** Given task **
Does the forum thread about the box agree with each of these statements? (a) Anita thinks a plain brown box might be acceptable for a $30.00 cover. (b) kari owned a K1. (c) Cuechick asks people who receive theirs tomorrow to post information or pictures. Answer yes or no for each, and quote the words of the thread that decide it.

# The BOX?



## Cuechick (Oct 28, 2008)

Okay, you know your obsessive/compulsive when you start a thread about the possibilities of the box! (I have no problem taking 
ownership of that.) Anywho, I just starting wondering if they designed another cool box or if that went the way of the included cover...to cut down 
on production cost. 

Seeing the box they show for the new K2 cover, I really wonder if a plain cardboard box is all we will get?









I also am not sure I want to know, so for those that get theirs tomorrow, maybe post info or pics here...? So I and others still waiting can avoid them if he we so desire ...


----------



## kari (Feb 15, 2009)

I didn't get a K1, so what kind of cool box did it come in?  I've sort of just expected typical cardboard for K2.


----------



## Anita (Jan 3, 2009)

I'm hoping for a really cool box like the K1 came in....a plain brown box for a $30.00 cover *might* be okay, but I'm hoping they don't go that route for the K2!


----------



## Cuechick (Oct 28, 2008)

kari said:


> I didn't get a K1, so what kind of cool box did it come in? I've sort of just expected typical cardboard for K2.












Love me some google images! 

You can see more pics and the original post here...


----------



## kari (Feb 15, 2009)

Octochick said:


> Love me some google images!

[Dataset entries]
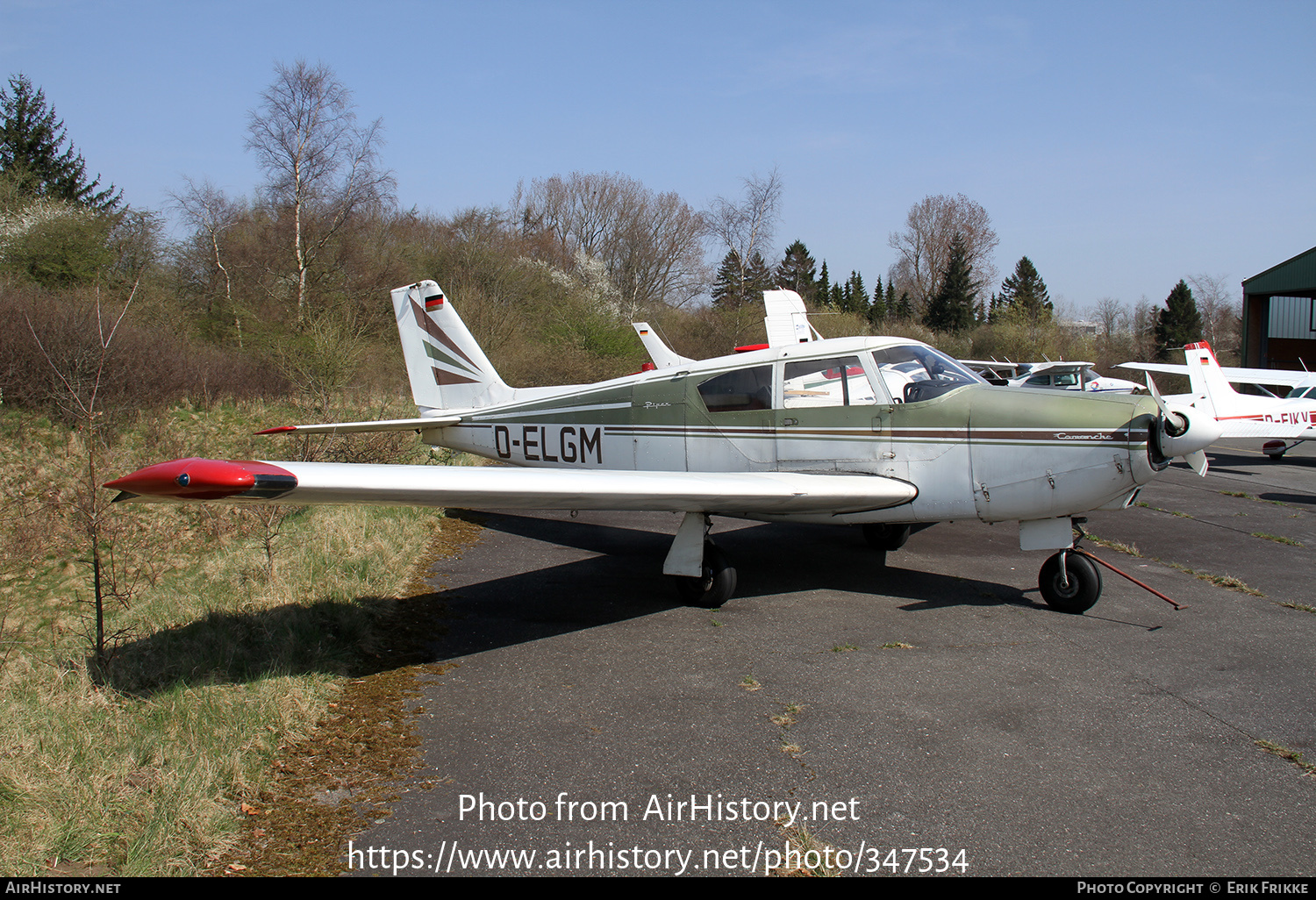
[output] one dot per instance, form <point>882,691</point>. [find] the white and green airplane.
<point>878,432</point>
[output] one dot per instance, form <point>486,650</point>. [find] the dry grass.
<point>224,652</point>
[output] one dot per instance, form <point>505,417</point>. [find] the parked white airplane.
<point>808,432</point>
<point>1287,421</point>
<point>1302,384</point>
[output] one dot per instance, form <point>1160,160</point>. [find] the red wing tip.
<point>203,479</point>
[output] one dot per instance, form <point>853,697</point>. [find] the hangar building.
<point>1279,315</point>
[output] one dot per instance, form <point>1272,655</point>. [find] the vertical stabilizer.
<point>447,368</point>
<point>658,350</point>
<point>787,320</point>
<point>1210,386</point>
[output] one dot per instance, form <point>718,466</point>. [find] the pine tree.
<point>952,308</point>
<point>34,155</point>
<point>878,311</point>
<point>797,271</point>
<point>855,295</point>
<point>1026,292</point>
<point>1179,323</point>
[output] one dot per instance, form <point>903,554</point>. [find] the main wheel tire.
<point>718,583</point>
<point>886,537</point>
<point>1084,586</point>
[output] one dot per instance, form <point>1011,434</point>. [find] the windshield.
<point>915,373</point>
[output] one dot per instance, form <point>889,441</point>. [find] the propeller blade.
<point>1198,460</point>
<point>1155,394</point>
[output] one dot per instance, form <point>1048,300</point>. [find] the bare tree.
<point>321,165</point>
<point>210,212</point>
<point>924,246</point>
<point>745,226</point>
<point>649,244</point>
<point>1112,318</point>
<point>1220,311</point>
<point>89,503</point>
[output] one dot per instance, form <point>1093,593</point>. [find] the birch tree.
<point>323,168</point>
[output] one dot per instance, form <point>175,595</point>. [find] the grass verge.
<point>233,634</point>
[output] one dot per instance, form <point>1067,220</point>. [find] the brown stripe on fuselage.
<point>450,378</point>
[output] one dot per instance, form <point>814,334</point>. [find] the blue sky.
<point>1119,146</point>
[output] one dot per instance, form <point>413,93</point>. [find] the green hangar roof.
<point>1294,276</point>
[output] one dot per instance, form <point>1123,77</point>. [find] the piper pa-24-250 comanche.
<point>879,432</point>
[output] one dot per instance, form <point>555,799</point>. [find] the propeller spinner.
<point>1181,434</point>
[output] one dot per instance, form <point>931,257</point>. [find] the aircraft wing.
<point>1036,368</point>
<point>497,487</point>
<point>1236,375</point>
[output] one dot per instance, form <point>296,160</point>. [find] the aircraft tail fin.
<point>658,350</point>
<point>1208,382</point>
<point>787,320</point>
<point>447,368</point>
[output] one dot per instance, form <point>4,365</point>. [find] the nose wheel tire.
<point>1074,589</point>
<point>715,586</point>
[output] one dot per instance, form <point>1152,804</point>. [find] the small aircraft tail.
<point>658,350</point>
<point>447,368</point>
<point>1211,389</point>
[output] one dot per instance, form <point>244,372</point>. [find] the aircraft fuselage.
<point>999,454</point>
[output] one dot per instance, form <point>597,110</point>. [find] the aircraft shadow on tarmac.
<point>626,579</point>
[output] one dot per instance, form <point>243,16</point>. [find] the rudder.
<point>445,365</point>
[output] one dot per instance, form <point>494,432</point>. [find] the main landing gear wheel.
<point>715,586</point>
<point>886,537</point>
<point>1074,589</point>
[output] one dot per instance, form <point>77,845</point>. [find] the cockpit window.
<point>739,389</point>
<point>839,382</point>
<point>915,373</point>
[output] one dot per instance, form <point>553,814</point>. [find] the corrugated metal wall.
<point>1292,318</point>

* * *

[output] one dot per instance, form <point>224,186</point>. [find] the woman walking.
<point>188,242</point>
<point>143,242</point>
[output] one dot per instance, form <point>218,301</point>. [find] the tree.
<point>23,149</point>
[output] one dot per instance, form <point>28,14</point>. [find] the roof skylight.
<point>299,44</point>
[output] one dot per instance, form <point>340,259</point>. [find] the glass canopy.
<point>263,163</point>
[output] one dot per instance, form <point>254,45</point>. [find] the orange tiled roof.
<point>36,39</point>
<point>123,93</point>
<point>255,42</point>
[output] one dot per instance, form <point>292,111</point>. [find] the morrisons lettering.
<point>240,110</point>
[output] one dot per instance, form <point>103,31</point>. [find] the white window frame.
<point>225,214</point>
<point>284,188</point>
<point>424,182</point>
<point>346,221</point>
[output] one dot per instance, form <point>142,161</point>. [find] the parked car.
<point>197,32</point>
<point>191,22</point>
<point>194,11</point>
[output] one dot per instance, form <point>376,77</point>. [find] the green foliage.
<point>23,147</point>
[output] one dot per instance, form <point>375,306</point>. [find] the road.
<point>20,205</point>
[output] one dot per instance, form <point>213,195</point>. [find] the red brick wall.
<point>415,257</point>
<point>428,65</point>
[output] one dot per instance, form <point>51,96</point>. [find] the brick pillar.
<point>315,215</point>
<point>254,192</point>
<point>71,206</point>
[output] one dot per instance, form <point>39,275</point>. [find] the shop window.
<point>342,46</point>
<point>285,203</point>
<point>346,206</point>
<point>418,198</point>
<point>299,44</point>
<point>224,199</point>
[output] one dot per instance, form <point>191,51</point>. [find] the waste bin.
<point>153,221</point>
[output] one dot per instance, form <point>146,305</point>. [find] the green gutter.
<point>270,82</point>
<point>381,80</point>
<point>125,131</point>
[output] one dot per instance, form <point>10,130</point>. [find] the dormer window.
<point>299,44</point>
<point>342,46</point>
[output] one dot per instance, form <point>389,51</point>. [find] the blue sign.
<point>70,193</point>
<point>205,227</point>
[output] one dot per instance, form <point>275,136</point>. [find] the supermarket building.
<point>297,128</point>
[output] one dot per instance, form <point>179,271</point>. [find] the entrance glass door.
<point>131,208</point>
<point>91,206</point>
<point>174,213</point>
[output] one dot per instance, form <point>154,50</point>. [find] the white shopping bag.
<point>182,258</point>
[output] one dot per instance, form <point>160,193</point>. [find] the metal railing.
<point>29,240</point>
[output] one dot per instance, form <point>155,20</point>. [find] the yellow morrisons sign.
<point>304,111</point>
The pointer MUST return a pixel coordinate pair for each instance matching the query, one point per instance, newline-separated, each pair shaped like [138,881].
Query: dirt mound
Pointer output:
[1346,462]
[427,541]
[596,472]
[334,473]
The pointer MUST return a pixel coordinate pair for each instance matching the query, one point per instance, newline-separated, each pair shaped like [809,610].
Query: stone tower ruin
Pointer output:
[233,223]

** Solution to this problem **
(a) Yes: "a plain brown box for a $30.00 cover"
(b) No: "I didn't get a K1"
(c) Yes: "maybe post info or pics here"